Job 1: Print the part of the entries that opens with the line containing "outline --target=aircraft wing" and closes with the line containing "Mark the region of every instance of the aircraft wing", both ends included, reproducing each line verbatim.

Excerpt:
You know what’s gone missing? The crowd-pleaser, that’s what. We live in an era of great, serious TV – the lineup for this weekend is outstanding – yet there’s a glumness about much of it. Comedy becomes activist theatre, drama becomes gloomily intense. Well, there’s relief at last.
The Flight Attendant (HBO Canada, streaming on Crave) returns for season two, and not a moment too soon. The first season came in late 2020 and was greeted ecstatically as an incredibly light, enjoyable miniseries made with great panache, and with Kaley Cuoco from The Big Bang Theory allowed to soar. As Cassie, a flight attendant and self-admitted good-time gal who drinks and parties heavily, Cuoco was a joy to watch. There was intrigue, murder and fun, and it all worked.
The second season shifts things, but never loses sight of the vital fun factor; Cuoco continues to be tremendously good as a physical presence. Cassie’s sober now, living in Los Angeles, and even the AA meetings, where we meet her, have droll comedy. She is proud to say, “I’m two days away from being a year sober. Life feels pretty great.” That’s shot down. Her gravelly voiced AA sponsor Brenda (Shohreh Aghdashloo) sighs and says, “I thought I was acing recovery, until I burned my house down.”

Raw records:
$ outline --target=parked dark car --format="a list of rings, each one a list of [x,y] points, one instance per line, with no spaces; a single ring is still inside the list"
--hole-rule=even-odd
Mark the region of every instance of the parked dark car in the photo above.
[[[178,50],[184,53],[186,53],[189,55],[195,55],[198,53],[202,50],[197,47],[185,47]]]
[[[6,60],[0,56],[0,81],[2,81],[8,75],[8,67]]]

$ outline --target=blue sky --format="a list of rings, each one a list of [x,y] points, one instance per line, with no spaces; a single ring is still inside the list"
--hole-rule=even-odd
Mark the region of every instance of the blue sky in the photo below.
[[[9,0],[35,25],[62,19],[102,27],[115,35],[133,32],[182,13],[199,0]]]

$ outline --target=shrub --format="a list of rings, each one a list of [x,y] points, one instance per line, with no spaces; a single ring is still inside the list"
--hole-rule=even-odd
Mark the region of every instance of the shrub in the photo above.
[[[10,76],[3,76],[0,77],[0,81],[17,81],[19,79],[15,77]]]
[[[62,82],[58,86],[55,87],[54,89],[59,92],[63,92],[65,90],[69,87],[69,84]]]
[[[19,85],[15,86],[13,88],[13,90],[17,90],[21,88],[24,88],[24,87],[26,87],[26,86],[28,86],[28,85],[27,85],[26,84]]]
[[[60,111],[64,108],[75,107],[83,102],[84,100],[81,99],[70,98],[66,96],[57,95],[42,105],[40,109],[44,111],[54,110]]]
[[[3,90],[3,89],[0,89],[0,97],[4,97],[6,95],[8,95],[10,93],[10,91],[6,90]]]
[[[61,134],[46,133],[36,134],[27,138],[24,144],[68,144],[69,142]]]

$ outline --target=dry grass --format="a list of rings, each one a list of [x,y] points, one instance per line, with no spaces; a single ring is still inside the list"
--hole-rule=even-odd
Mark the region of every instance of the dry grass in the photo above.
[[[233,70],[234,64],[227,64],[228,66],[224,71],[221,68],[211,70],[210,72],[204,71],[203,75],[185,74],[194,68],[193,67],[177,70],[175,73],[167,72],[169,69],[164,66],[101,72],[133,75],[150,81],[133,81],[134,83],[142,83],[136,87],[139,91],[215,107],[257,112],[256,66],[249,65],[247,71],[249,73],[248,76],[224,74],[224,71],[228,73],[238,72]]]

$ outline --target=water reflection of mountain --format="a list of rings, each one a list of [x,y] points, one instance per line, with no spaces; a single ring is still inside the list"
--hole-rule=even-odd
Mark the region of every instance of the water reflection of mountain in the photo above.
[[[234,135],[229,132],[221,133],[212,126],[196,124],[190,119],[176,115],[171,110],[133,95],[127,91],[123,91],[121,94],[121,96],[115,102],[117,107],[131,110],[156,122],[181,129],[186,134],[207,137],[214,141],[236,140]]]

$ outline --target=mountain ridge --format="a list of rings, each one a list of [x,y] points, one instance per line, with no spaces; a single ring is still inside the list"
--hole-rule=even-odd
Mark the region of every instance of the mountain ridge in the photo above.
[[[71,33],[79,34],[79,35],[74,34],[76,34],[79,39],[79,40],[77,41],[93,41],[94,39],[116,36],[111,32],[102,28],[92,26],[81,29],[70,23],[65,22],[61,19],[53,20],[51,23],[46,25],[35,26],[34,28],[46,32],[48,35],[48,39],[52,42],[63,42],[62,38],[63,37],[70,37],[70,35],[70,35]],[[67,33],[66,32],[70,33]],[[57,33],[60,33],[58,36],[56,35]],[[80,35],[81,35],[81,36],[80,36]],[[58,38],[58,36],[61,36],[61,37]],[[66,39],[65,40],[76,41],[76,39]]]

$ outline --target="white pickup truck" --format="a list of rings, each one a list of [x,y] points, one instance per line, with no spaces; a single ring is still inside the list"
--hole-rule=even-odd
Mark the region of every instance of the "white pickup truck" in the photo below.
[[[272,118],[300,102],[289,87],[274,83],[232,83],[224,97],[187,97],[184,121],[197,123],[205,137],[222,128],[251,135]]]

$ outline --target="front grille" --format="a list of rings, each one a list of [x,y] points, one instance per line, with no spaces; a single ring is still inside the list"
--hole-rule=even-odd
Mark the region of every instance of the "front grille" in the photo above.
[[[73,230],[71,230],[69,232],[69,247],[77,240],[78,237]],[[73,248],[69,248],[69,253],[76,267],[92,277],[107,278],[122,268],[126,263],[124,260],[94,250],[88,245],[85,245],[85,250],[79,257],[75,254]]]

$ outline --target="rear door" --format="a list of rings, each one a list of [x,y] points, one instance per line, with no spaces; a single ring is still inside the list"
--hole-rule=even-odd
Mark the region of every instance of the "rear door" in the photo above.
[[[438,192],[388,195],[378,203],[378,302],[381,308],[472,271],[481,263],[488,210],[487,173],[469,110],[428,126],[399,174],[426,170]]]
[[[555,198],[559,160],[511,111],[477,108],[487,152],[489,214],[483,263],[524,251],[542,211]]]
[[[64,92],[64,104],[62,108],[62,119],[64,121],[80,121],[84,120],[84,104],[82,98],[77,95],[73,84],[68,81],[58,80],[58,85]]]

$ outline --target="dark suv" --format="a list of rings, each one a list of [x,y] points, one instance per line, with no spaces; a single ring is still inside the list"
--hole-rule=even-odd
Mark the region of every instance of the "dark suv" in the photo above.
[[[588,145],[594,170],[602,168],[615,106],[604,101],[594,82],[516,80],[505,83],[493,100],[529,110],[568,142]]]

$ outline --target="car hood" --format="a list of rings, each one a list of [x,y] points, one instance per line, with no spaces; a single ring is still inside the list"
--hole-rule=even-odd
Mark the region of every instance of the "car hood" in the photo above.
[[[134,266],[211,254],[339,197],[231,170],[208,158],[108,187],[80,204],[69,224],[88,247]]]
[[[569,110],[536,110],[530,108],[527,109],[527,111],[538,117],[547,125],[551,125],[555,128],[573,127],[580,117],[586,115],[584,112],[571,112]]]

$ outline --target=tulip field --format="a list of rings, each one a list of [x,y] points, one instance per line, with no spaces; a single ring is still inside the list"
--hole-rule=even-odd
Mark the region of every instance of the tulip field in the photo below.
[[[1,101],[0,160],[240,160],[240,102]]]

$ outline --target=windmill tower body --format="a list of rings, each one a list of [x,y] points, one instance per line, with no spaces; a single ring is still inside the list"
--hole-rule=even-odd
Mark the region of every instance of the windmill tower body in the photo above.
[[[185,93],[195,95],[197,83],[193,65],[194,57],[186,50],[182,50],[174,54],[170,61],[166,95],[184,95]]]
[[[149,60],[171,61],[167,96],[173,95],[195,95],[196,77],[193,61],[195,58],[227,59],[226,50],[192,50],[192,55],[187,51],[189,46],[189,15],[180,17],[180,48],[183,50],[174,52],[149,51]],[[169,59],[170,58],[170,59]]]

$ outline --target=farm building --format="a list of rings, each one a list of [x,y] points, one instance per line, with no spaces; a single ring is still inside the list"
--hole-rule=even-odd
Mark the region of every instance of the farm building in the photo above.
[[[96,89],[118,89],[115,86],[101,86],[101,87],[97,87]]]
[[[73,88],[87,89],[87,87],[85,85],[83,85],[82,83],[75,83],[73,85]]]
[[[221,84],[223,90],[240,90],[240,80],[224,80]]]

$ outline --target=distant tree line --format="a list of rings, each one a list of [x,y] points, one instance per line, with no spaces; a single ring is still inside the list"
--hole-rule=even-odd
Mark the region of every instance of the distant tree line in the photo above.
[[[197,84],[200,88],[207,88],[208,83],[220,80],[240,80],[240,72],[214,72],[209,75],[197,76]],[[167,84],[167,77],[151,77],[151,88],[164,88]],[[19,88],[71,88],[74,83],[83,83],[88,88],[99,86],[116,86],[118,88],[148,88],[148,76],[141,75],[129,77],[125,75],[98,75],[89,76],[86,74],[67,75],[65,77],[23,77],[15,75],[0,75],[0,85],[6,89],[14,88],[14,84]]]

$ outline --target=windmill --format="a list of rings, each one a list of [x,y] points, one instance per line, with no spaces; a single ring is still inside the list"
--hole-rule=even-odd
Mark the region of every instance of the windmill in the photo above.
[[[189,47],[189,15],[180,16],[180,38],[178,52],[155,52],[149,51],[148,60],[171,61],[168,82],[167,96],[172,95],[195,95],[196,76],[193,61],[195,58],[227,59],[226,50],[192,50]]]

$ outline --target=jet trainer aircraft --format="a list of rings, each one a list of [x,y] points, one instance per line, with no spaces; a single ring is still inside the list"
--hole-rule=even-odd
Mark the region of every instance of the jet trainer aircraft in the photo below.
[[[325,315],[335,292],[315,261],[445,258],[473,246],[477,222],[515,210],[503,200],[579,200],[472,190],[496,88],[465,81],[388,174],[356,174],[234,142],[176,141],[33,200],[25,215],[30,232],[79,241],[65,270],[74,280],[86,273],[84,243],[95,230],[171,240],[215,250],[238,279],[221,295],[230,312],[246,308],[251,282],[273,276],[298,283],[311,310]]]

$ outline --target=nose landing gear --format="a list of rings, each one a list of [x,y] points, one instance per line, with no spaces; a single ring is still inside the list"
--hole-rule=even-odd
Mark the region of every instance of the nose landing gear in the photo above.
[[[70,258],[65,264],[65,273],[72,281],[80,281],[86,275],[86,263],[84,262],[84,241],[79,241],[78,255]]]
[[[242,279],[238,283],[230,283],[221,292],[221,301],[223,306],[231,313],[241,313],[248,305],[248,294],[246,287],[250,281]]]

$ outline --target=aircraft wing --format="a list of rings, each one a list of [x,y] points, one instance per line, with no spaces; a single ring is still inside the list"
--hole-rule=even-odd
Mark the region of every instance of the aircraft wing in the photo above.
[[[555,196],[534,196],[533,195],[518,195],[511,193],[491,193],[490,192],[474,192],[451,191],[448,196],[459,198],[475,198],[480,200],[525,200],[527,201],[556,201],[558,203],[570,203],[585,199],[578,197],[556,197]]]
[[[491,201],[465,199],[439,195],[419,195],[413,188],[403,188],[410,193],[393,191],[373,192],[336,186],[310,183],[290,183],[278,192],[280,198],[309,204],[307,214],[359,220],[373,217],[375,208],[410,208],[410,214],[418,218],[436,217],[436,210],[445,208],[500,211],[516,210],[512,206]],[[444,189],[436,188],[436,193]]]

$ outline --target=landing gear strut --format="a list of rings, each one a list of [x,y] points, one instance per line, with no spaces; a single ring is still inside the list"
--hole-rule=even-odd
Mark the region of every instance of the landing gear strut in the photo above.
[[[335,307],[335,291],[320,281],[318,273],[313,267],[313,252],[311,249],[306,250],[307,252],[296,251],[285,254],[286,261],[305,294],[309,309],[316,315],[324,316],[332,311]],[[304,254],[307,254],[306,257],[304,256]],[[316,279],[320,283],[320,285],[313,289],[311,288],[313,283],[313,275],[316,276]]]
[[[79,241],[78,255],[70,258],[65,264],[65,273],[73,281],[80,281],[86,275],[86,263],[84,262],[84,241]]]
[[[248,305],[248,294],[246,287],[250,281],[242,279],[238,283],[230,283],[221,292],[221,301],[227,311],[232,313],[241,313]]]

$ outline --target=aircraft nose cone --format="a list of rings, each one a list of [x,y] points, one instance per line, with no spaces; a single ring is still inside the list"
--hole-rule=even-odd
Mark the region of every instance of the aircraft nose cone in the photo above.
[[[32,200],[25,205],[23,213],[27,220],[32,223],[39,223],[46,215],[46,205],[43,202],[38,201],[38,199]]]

Job 2: Translate this sentence from the review into Spanish: "There was intrigue, murder and fun, and it all worked."

Complete output 1:
$ outline --target=aircraft wing --format="a list of rings, each one a list of [x,y] points, one instance per line, with no spaces; a single ring is still inside the list"
--hole-rule=even-odd
Mark the region of every instance of the aircraft wing in the photo above.

Complete output 2: Hubo intriga, asesinato y diversión, y todo funcionó.